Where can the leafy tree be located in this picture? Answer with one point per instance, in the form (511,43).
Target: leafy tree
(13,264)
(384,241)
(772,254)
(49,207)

○ ○ ○ ○ ○

* 练习题
请报出上述记录中有几行含有字符串“leafy”，区分大小写，只写数字。

* 书面解答
2